(SUPPLIED PASSAGE)
We’ve evolved a lot since 2019. Today, we’re structured around three offers. We still have our digital media activity – our historical activity. Then we have marketing support (data consulting, management of first- and second-parties, performance…), everything that relates to customer knowledge, whether tools or methodology.
But what we develop most is our “transformation” activity – it’s what enables companies to be data-driven, to have a vision, integrate AI… We’re focused on this concept of consumer-centricity. For us, it’s the big change that’s coming.
What is it exactly? We’ve been hearing about it for a while now…
The concept is gaining ground in more and more companies, and we’re seeing that those who apply it the most thoroughly are performing better after the crisis. It starts with having a B2C approach: developing the ability to talk and sell directly to the consumer, personalising the media strategy, and, most importantly, moving up the value chain.
Meaning further upstream from the sale?
Exactly. Historically, the supply chain was determined by “sales in”, or sales made directly at the store. In the future, it won’t work that way. The distributor and his order will no longer directly determine my production and flows. Because by being closer to the consumer, I can send my needs to the factories in a different way, and adapt the entire supply chain to this new information. It’s called demand sensing. It requires rethinking process design, automating product order predictions, etc. And it’s particularly interesting when you combine it with retail media, by forming data partnerships with retailers.
All this knowledge is made available to the brand to design better production plans. We launched a program in a major industry last year. The software automatically calculates the right quantity to produce on a daily basis. And this way of working is anchored in our customers’ IT and propagates everywhere. Our job is to collect the best information to determine the most accurate orders for the next day and to disseminate it throughout the ecosystem.
And that’s just a short-term goal?
We used it for the L’Oréal Trend Detection project, for example, to help the design department. The aim is to analyse demand in the coming years by detecting weak signals. 75% of the trends that the tool has detected, which were previously undetected, have been deemed relevant. We analyse influence groups, laboratory work, emerging influencers… And in this body of millions of texts, we identify tiny elements that may be relevant.
(End SUPPLIED PASSAGE)
(EXTRACTED DATA)
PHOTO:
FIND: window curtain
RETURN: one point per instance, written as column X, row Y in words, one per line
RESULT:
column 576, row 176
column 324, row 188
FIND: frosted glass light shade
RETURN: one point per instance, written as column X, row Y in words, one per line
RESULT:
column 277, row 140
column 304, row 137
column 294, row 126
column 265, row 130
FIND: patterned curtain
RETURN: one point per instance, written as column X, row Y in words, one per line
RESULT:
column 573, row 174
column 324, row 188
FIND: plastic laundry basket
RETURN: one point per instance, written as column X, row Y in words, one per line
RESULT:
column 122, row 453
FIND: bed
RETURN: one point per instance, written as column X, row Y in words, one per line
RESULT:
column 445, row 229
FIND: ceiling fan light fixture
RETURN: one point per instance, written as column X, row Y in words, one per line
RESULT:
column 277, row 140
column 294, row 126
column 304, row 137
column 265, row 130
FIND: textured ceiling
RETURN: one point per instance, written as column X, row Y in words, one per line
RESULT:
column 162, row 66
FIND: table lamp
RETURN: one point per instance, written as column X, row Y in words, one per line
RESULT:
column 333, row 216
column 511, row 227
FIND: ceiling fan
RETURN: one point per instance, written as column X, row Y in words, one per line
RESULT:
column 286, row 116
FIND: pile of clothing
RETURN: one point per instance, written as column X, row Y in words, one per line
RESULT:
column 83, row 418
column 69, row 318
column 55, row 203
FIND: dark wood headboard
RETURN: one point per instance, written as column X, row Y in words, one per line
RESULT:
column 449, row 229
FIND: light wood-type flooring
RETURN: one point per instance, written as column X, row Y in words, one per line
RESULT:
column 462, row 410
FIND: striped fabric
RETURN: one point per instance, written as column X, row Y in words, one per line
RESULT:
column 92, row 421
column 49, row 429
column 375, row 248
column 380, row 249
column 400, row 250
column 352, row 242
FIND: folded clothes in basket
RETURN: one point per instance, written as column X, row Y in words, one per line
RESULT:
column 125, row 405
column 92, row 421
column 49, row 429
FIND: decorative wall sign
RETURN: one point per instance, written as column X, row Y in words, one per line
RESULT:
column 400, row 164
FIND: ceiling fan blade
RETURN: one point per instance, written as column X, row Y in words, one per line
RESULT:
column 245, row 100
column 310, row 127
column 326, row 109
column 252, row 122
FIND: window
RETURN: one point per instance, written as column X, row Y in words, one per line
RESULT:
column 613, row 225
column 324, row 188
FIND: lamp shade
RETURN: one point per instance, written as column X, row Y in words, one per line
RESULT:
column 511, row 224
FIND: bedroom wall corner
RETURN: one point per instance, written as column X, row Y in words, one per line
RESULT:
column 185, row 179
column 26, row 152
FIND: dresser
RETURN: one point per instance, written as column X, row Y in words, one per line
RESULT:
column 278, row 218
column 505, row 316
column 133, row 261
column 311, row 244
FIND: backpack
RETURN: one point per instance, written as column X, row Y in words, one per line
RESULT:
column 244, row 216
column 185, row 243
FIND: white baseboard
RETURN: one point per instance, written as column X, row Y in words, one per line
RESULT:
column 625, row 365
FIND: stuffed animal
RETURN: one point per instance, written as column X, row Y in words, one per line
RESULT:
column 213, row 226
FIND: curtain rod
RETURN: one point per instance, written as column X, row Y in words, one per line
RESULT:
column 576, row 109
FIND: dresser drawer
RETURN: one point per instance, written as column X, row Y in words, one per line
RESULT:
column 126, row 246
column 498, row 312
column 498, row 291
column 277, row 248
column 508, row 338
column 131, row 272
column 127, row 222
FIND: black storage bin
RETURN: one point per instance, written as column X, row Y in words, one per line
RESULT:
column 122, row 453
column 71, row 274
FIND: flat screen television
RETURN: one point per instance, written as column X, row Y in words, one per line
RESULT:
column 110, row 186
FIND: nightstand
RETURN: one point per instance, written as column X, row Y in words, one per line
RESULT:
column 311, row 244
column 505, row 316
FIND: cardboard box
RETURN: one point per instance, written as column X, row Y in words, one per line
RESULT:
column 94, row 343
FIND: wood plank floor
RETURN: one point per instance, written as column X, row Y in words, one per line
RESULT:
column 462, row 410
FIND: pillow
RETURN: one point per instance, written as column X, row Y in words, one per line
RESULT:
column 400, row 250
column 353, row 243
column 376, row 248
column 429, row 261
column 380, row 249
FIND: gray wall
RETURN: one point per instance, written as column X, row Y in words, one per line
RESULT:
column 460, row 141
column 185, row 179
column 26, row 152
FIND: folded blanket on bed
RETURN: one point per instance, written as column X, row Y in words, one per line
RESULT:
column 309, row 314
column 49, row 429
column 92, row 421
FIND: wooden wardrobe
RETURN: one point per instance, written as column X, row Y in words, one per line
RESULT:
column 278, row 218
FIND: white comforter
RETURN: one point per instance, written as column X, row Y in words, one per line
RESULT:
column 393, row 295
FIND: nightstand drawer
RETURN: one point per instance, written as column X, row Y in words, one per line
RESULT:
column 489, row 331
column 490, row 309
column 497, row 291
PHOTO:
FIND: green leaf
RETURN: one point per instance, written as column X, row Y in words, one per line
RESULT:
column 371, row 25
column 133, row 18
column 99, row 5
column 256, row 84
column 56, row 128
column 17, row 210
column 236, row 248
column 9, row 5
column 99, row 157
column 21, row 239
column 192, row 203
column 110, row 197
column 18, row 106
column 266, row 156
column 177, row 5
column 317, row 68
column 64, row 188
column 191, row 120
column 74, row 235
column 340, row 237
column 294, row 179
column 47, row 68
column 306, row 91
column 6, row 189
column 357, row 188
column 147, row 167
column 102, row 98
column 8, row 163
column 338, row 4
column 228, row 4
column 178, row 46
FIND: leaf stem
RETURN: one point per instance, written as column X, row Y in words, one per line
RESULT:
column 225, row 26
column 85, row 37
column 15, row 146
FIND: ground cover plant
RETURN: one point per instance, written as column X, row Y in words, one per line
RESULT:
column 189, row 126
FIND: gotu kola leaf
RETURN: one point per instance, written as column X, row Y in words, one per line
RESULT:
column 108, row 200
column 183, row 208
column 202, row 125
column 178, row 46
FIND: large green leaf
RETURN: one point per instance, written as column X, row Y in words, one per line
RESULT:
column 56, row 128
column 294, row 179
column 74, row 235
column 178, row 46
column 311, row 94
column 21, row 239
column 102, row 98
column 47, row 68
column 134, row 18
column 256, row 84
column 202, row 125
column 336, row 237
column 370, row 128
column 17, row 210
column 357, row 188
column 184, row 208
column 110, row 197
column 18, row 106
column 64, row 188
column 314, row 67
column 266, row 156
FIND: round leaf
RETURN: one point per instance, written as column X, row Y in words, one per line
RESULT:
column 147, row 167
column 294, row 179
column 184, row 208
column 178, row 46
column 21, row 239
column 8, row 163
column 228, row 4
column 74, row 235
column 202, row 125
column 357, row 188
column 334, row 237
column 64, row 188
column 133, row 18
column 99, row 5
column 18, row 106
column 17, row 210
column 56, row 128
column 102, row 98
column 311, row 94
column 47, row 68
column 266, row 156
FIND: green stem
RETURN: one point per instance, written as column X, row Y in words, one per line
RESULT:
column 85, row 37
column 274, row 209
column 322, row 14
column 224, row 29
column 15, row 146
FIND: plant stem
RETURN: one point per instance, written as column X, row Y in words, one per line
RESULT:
(End EXTRACTED DATA)
YOUR TASKS:
**A.** From the interview on consumer-centricity, write out everything from "All this knowledge" down to "throughout the ecosystem.".
**B.** Write what comes next in the interview on consumer-centricity and demand sensing, picking up after its final sentence.

RESPONSES:
**A.**
All this knowledge is made available to the brand to design better production plans. We launched a program in a major industry last year. The software automatically calculates the right quantity to produce on a daily basis. And this way of working is anchored in our customers’ IT and propagates everywhere. Our job is to collect the best information to determine the most accurate orders for the next day and to disseminate it throughout the ecosystem.

**B.**
What’s interesting and shows the importance of this method is that companies no longer do POCs (Proof of Concept). We start at scale right away, working with the clients’ IT. We move immediately to the concrete. Because the tools are more efficient, and customers are much more knowledgeable about these subjects.
You’ve reorganised as well, haven’t you?
After we acquired Netbooster in Europe, we had a period of very robust international growth in China and the Middle East. We worked with Guillaume de Roquemaurel on corporate liberation. With 300 people in France, our continued growth would have been complicated if we remained centralised. So we gave more autonomy to decision-making centres, and they can now self-manage their staff. Team maturity is quite high for these models. There are many people who want to upgrade their skills and take on new responsibilities.
Customer demand has also changed and become much more specialised. Today, we’re no longer looking for “data scientists”, but specialists in NLP (Natural Language Processing), and instead of data engineers, we seek Google Cloud specialists. Even if I understand 50% of complex subjects, there comes a time when, as a manager, I can no longer keep up. I have to admit it. Training teams to be autonomous, to know the products, and to be specialised has been one of the major focuses of our transformation. You can’t manage 50 people the way you manage 300 or 900 people around the world… You have to let things happen and listen to customers and those who are in contact with them. We do what we do because our clients ask for it. We’re consumer-centric too!
Article published in Stratégie.fr, Interview by Emmanuel Gavard.